The data →
....
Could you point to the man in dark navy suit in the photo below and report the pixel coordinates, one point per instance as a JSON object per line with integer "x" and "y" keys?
....
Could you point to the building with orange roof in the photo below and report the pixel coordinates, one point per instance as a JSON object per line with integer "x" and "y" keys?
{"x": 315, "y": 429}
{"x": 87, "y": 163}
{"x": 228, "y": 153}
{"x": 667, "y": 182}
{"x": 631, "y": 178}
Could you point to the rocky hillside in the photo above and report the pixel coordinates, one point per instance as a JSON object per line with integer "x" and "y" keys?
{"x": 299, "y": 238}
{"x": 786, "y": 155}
....
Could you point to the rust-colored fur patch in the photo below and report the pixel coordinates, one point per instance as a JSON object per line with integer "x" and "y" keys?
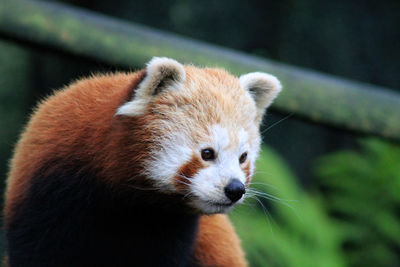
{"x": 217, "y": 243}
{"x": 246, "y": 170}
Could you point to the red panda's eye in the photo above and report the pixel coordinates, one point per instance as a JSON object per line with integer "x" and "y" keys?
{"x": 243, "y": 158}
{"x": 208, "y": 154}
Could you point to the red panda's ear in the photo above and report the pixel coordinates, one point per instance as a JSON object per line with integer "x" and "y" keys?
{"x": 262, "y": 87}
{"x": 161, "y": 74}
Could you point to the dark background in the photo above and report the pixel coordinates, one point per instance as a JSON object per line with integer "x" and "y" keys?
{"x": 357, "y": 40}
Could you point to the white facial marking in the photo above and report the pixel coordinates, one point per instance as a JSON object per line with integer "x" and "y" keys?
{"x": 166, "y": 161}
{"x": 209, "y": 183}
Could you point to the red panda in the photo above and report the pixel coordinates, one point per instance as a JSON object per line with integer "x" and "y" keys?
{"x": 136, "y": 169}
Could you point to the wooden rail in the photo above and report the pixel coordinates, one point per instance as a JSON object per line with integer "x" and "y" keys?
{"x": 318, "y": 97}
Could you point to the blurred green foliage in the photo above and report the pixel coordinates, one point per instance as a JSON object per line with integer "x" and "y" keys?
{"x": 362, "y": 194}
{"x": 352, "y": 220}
....
Exercise instructions →
Count the lines in the material above that contain the word "panda" and reply with only that number.

Task answer →
3